### [Directive]
Copy the records below word for word, starting at the line that contains "Extract table surface from the image above." and continuing through the last line of the records.

--- Start of Rows ---

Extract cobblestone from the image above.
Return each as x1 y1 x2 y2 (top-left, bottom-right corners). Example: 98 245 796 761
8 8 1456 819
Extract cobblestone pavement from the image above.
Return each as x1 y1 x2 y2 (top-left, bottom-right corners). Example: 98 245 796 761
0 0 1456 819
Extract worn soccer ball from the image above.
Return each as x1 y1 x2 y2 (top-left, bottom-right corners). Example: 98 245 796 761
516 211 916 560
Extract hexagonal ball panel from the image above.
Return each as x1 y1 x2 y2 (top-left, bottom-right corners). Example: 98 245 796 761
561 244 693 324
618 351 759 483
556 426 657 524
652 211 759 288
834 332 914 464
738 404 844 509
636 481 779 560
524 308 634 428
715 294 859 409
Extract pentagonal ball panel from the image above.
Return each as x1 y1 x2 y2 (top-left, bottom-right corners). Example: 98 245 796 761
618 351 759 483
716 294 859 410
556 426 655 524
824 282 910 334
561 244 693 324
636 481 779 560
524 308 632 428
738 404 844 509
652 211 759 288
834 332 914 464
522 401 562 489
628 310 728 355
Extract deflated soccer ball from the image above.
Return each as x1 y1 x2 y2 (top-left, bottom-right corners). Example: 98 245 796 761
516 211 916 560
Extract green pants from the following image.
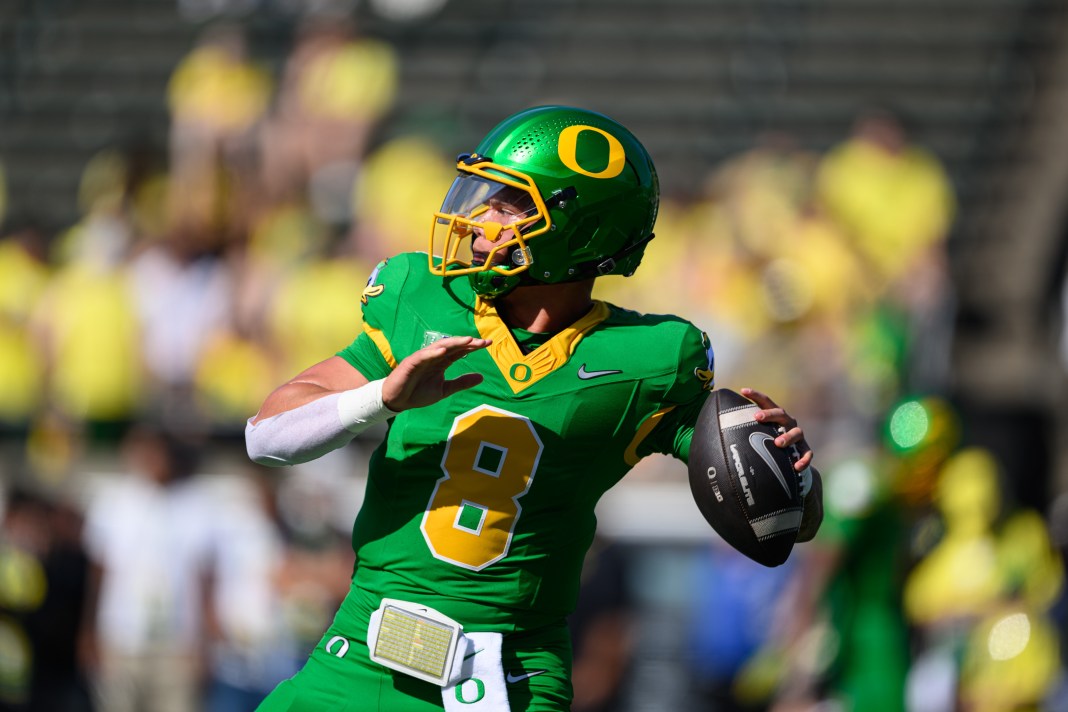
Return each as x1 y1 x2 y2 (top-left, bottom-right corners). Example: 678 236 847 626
257 592 571 712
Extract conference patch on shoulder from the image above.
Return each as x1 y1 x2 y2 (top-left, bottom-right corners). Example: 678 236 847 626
360 259 390 304
693 331 716 391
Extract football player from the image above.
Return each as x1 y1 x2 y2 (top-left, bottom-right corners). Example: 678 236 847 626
246 106 821 712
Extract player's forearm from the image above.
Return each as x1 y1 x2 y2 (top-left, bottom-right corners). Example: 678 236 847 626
245 380 396 466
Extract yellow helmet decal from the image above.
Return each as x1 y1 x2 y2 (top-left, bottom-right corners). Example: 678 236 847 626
556 124 627 179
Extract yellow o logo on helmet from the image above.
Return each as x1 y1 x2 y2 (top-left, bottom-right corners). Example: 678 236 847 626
556 124 627 179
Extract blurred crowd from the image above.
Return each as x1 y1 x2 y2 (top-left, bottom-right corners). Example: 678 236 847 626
0 17 1068 712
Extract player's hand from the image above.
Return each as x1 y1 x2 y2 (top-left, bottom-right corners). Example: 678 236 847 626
382 336 490 412
741 389 813 472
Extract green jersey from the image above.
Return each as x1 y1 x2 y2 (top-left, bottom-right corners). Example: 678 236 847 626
339 253 713 632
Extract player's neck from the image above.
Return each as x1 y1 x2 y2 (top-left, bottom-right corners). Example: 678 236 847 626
494 279 594 334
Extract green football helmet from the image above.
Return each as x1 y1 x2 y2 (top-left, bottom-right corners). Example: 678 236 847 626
429 106 660 298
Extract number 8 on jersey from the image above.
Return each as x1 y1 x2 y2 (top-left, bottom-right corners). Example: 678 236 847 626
420 406 543 571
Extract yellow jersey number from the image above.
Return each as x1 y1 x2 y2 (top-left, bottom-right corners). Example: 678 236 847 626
420 406 543 571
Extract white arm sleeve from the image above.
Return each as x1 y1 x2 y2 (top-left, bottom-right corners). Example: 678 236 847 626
245 379 396 468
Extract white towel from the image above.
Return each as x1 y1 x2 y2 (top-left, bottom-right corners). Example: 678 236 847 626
441 633 511 712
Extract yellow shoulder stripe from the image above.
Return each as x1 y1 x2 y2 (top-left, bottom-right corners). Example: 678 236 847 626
363 322 397 368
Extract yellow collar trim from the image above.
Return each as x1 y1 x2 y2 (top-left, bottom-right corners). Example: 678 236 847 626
474 297 609 393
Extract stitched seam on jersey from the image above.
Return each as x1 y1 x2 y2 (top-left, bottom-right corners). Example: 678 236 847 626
474 297 610 393
363 322 397 368
623 406 675 466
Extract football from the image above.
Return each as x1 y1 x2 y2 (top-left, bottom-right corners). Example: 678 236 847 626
688 389 804 567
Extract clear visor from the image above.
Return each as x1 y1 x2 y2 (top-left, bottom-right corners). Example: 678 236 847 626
430 173 547 274
438 173 537 223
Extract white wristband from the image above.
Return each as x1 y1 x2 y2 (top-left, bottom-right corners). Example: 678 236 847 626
337 378 397 433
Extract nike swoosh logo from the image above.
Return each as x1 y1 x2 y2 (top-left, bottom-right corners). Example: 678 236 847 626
749 432 790 496
579 364 623 381
504 670 546 685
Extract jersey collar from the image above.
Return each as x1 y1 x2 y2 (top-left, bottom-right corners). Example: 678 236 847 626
474 297 609 393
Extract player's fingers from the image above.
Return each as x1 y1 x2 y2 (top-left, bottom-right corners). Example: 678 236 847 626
794 447 813 472
405 336 490 370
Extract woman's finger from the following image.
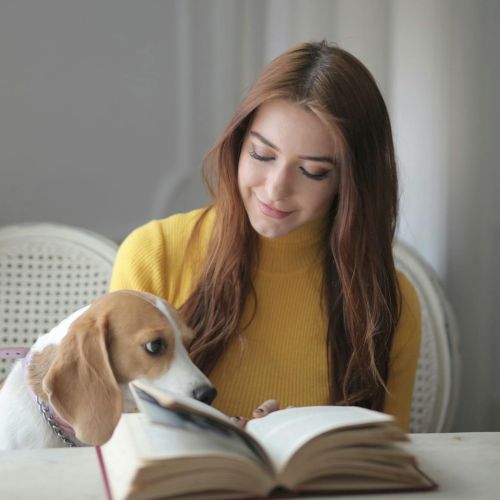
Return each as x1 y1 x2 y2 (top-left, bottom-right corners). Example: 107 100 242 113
252 399 280 418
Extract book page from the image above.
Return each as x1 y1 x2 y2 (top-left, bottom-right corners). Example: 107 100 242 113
247 406 394 471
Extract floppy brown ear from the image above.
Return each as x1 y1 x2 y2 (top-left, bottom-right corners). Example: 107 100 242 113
43 311 123 446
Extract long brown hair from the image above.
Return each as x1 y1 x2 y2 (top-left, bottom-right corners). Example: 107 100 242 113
181 41 400 409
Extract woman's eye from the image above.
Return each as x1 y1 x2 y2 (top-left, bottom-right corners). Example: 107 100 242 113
299 167 328 181
144 338 166 356
249 149 274 161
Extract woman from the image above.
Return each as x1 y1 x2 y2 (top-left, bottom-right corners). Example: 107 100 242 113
111 42 420 429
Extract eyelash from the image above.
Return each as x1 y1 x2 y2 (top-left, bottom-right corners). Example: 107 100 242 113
249 149 328 181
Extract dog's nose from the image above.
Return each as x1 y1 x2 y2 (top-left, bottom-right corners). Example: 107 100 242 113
193 385 217 405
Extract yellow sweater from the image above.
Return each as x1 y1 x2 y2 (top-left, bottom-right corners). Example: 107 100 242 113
111 206 420 429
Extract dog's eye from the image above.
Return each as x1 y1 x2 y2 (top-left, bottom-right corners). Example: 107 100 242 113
144 338 165 356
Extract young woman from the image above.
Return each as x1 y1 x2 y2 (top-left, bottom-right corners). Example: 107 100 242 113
111 42 420 428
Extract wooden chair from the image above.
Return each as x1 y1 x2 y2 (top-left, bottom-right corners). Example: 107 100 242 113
394 242 460 433
0 224 117 380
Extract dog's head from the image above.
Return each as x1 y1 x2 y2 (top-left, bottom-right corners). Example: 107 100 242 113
30 290 216 445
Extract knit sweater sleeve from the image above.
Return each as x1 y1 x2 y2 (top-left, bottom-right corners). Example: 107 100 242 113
110 221 166 297
384 273 421 431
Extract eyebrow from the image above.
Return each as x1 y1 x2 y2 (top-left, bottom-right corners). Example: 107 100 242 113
250 130 335 165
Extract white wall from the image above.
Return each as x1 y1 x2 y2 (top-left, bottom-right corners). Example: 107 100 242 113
0 0 500 430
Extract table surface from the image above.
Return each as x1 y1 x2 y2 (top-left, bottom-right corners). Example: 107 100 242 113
0 432 500 500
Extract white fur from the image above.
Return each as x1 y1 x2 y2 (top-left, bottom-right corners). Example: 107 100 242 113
0 300 211 450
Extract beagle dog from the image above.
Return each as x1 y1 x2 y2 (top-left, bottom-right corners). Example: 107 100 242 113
0 290 217 450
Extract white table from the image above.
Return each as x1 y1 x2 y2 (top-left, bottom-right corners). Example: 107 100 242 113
0 432 500 500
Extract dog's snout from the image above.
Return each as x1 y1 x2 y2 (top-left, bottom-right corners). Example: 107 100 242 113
193 385 217 405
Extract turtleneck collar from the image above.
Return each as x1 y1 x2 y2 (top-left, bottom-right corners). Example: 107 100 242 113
259 218 327 274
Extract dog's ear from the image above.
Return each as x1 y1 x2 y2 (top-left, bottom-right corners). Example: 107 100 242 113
43 310 123 446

--- End of Rows ---

### [The completed task]
Extract table surface from the image above.
Return each as x1 y1 x2 y2 (top-left, bottom-right corners). Example: 107 100 242 113
0 432 500 500
Extract white fur from the image above.
Return each as x1 y1 x2 y2 (top-left, bottom-right corners). Example: 107 100 242 113
0 300 211 450
Extract beagle dog from the image above.
Return each as x1 y1 x2 y2 (top-left, bottom-right corners). Example: 107 100 242 113
0 290 217 450
Extract white table from the image above.
Return each as x1 y1 x2 y2 (top-left, bottom-right corners). Example: 107 100 242 113
0 432 500 500
Extract dog's snout from the image above.
Return each as x1 y1 x2 y2 (top-left, bottom-right corners). Example: 107 100 242 113
193 385 217 405
Extract turtleneck collar from the image above.
Return each as x1 y1 x2 y2 (top-left, bottom-right corners). Example: 107 100 242 113
259 218 327 274
Extract dog's ear from the image above.
Return each as x1 y1 x2 y2 (top-left, bottom-right corners). Example: 107 100 242 113
43 310 123 446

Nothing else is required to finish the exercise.